I can run through anything
Both literally and metaphorically, this is one of the most important lessons I learned. In that year I was “double dumped," less than a year apart. I was attacked by someone, which later proved to be nothing, but which put immense stress on me (people mired in their own pain project sometimes). I have had fights with people I loved. I have fought to want to get up in the morning. I have had insomnia, colds, even a pulled back muscle and dislodged rib). I have been pushed to stress levels that made me want to scream—and later want to go crawl under the covers to make the world stop until things settled. You know, like life. This is life. The worst days were the days I was most determined to run. In fact, I found out I do my best running angry. Somehow it feels just to channel such pain and anger into the road that way. Ultimately, I ran harder and better on the bad days because I couldn’t let someone else or something else be my catalyst to not running after a streak. That's how I stopped the first time, years ago. And I always, always regretted it. Every person I saw running triggered a pang of regret in me. When I stop the running streak, it will not be the result of letting someone get to me or feeling bad. Barring any injury that makes it impossible physically to run, when I stop the streak, it will be on a good day, when I make the choice because it’s time to stop. But that leads me to another thing I learned:
It’s not inherently unhealthy to run 7 days a week (or, "know your body")
I actually asked a former health and fitness coach of mine, who is a genuine fitness professional with education, training and experience, before I committed to a long term streak. I wanted to run a long time, long term, not just prove I could do it every day. She pointed out to me that it was more about mileage than it was about running every day. I went from 20 miles a week to, eventually, about 25 with the streaking. I still hover around there. In marathon training there were some 30 and up to 40 mile weeks, and sometimes I still get close to or at about 30. But the fact is, I don’t run heavy mileage. There are people who run twice as many miles as I do but only 4-5 times a week, who are probably at greater risk of injury than I (and a lot of them do not get injured). Injury can happen anyway. But to say it’s automatically unhealthy to run 7 days a week is false. Most people probably feel better mentally if they rest. Some have lifestyles than really only allow serious training a few days a week. There’s nothing at all wrong with that. But there’s also nothing wrong with running 7 days a week if you are feeling okay and your body does well. I have always been a believer in the “you know your own body best” philosophy of running, and the streak has convinced me of that more than ever. All the runner rules are rules of thumb, generalities, and good ones, but general ones. We have to learn what our body can and can't do. I find that if my muscles feel strained, I can take a break in the sense of running in the morning one day and not until the evening the next, and that does wonders for me and lets me run daily. To be honest, I rarely need to do that. In fact, even a problem I have had with my knee wasn’t caused by the days I run but by a natural hyper-extension I have exacerbated by long runs, not frequency of them—which I have managed to correct pretty well—all while running. I worried that maybe daily training would hurt my times, but I decided to write down my races in that year, and also any notable successes with them. Here is my list (I may be leaving one off, but I think this is a complete list):
2013
10K- November 28-Fort Worth (PR at the time, with bronchitis)
:::::
■ **Brief A**
In the text about the running streak, what did the former fitness coach say mattered more than running every day?
:::::
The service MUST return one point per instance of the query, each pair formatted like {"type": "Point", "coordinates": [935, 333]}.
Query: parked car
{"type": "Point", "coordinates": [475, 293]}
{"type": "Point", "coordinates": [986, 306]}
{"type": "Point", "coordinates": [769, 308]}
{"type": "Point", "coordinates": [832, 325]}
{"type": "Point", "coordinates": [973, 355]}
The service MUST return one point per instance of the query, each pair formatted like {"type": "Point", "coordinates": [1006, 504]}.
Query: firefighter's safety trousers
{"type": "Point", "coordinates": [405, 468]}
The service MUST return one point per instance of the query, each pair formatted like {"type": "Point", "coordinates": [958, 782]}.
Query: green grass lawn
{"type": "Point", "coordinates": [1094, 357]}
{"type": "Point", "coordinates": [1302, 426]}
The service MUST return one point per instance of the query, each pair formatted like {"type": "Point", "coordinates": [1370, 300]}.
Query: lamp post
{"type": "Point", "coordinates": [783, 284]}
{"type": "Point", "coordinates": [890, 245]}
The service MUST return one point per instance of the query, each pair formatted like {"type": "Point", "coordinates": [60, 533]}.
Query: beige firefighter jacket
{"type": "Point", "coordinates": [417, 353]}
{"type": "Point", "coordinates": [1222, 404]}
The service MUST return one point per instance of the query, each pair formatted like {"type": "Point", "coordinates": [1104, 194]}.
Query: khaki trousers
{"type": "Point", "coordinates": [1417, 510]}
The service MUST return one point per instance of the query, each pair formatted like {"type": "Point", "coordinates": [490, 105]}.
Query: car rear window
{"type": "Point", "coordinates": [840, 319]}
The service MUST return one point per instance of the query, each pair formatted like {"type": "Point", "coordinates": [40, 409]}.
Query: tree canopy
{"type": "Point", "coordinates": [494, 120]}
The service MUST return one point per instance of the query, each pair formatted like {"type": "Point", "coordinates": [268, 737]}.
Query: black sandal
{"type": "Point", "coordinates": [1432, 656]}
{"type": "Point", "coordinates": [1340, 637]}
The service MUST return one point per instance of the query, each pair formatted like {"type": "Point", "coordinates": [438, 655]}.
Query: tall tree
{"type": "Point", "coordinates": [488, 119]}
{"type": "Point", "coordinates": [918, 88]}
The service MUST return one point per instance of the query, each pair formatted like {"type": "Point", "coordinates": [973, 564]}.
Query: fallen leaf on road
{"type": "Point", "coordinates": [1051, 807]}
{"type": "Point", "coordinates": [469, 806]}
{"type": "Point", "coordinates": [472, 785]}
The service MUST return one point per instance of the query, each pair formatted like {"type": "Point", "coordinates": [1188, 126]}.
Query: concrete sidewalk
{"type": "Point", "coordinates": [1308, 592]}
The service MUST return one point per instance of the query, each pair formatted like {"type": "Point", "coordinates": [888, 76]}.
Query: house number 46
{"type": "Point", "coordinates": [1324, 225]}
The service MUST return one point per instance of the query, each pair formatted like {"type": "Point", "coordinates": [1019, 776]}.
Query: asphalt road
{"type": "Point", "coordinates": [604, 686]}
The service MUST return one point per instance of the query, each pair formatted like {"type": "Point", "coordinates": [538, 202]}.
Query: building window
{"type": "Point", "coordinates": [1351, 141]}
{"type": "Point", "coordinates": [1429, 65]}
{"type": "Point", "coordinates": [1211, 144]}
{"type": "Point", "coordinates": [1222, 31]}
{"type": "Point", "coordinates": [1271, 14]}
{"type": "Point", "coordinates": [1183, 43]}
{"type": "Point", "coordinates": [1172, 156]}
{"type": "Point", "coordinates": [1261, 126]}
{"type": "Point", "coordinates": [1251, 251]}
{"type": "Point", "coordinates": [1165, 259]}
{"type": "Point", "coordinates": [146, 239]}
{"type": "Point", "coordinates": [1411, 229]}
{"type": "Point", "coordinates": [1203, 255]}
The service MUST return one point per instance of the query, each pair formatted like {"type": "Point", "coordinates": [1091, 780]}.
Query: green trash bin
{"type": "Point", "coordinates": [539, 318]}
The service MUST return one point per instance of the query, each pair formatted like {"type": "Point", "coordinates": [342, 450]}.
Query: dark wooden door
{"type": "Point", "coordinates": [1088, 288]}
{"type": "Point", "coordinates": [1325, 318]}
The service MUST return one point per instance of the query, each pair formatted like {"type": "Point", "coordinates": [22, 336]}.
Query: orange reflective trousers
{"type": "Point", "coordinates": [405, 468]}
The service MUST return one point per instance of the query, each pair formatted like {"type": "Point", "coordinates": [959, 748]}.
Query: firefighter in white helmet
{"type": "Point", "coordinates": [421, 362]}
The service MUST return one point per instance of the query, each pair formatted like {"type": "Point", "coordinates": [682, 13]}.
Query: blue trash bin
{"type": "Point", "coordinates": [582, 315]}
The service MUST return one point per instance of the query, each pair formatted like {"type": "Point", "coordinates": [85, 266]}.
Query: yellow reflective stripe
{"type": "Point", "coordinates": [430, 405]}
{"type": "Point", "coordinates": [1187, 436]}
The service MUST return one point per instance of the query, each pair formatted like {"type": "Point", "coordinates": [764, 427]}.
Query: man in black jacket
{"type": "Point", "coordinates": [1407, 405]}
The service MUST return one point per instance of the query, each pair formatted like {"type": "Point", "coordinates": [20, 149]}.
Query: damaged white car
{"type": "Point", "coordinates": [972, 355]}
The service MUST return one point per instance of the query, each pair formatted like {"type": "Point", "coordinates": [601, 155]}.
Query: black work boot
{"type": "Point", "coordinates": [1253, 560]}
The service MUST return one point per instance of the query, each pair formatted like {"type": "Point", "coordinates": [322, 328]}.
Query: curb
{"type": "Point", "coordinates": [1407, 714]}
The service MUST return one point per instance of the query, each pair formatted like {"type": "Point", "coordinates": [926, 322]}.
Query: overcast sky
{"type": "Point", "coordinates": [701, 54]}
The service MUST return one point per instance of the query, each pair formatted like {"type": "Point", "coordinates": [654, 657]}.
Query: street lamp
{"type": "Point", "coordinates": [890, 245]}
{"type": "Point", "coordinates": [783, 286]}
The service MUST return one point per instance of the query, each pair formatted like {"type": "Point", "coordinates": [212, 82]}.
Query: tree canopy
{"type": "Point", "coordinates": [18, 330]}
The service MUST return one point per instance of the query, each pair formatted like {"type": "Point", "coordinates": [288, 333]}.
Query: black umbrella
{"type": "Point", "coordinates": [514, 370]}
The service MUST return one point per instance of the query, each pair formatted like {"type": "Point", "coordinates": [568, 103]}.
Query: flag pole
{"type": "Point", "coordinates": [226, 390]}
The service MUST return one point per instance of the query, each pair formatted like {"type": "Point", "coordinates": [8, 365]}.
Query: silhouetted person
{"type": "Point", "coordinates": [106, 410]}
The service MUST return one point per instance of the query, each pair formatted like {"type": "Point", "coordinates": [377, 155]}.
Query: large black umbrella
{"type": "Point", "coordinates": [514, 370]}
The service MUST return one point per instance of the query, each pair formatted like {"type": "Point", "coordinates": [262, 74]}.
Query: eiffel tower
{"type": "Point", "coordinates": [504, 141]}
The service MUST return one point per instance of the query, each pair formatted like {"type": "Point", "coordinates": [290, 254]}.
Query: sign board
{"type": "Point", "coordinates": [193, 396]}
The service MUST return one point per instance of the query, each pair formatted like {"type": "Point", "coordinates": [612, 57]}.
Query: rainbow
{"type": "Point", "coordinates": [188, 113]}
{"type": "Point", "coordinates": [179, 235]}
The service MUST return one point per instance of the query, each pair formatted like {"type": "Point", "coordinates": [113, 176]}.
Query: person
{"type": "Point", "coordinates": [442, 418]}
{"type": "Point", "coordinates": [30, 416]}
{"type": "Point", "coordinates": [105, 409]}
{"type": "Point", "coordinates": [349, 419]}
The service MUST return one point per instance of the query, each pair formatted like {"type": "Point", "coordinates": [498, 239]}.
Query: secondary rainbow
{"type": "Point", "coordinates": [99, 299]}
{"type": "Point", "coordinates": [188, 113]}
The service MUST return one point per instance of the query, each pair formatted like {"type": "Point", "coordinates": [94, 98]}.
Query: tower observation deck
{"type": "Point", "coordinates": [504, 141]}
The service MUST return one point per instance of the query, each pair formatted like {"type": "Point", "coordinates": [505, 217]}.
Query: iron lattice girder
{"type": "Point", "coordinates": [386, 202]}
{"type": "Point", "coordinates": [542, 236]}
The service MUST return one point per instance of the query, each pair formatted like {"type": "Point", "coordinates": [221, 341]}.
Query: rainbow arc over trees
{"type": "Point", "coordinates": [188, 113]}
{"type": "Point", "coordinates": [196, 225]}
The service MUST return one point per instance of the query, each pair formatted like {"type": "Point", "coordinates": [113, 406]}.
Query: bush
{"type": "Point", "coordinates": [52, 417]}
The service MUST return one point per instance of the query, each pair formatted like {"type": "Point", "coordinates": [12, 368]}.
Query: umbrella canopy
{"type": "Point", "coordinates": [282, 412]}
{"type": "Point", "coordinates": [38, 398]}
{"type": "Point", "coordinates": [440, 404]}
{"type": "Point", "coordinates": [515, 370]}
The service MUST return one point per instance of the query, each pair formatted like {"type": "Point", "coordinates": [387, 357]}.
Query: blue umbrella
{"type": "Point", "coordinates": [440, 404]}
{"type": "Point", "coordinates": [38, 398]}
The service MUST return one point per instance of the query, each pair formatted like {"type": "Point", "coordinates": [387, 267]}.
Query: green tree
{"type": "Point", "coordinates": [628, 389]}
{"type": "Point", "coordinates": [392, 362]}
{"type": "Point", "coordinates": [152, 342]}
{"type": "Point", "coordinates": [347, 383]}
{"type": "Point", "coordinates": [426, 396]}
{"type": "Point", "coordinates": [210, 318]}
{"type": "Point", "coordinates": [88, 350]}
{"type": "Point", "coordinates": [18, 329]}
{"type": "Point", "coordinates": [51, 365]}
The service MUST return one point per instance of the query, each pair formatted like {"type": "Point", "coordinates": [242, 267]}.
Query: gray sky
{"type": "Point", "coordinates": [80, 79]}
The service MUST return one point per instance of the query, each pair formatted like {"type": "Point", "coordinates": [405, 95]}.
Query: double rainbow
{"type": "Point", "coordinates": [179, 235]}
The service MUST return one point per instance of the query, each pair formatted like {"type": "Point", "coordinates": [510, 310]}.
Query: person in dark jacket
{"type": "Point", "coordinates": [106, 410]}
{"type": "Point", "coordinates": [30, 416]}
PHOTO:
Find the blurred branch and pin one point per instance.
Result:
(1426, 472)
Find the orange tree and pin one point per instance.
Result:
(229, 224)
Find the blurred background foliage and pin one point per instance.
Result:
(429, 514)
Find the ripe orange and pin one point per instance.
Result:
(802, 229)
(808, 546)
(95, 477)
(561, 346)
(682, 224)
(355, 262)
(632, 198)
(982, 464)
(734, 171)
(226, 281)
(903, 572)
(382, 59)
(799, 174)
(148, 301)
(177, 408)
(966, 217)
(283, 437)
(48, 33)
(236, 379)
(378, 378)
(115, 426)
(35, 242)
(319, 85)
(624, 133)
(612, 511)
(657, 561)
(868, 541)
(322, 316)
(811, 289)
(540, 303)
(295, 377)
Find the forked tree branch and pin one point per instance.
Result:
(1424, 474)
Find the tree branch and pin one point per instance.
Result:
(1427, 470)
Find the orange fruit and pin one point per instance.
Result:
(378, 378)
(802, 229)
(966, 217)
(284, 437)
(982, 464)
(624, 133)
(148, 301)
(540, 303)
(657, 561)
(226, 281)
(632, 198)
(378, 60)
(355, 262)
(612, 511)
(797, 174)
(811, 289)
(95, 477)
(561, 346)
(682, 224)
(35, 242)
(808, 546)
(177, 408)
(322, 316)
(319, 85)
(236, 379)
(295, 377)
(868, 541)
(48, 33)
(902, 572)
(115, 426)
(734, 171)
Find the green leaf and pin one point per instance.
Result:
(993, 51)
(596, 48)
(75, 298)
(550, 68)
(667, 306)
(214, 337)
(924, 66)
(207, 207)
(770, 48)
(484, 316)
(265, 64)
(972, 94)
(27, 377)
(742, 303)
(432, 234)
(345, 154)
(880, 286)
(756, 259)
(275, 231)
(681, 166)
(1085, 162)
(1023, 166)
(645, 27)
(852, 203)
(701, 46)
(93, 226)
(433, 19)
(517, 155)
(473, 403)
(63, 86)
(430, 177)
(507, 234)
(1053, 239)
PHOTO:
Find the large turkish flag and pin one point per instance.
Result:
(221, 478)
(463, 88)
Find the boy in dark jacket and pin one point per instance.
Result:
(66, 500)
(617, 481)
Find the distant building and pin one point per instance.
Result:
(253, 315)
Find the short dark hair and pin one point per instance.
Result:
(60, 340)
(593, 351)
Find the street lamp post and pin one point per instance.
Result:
:::::
■ **Brief B**
Pick out every row that contains the string "flag", treating case as significant.

■ **Written solution A**
Mileage mattered more than running every day.

■ **Written solution B**
Query: flag pole
Find the large turkish flag and pin one point per instance.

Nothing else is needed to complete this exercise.